>> Begin RECORDS SUPPLIED

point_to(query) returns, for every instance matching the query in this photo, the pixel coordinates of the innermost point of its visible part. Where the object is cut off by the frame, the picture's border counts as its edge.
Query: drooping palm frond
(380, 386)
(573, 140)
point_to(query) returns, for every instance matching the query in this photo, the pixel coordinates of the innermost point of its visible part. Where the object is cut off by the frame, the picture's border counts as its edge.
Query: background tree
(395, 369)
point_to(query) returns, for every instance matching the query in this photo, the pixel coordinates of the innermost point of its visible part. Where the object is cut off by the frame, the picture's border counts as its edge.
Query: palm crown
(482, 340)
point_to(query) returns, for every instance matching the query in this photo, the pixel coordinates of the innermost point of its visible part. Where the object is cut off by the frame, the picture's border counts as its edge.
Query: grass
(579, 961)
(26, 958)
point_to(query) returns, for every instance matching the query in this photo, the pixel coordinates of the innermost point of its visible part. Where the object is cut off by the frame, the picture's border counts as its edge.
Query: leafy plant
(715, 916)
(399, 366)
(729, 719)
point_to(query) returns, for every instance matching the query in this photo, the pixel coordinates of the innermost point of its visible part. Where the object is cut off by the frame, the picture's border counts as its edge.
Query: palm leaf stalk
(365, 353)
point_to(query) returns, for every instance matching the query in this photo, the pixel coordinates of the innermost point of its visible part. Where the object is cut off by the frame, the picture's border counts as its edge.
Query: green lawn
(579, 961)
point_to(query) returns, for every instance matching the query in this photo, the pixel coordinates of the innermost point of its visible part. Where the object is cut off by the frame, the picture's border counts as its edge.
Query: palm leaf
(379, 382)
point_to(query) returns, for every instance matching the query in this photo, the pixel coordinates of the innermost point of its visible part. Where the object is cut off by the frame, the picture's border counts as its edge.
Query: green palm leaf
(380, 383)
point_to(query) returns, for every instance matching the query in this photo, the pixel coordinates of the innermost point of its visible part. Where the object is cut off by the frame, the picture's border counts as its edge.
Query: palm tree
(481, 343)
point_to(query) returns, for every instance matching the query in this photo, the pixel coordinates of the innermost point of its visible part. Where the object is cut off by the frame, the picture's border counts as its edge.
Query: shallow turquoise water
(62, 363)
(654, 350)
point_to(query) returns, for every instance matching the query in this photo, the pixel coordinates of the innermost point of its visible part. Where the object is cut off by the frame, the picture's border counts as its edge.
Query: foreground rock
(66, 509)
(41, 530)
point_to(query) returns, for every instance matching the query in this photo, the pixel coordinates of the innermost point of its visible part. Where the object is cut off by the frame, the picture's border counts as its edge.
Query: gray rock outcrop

>> End RECORDS SUPPLIED

● EXERCISE DIRECTIONS
Gather every line of the entries above that contains the string "rock", treating uppercase and lowercase letters as different.

● SOLUTION TO THE EXERCISE
Query: foreground rock
Query: gray rock outcrop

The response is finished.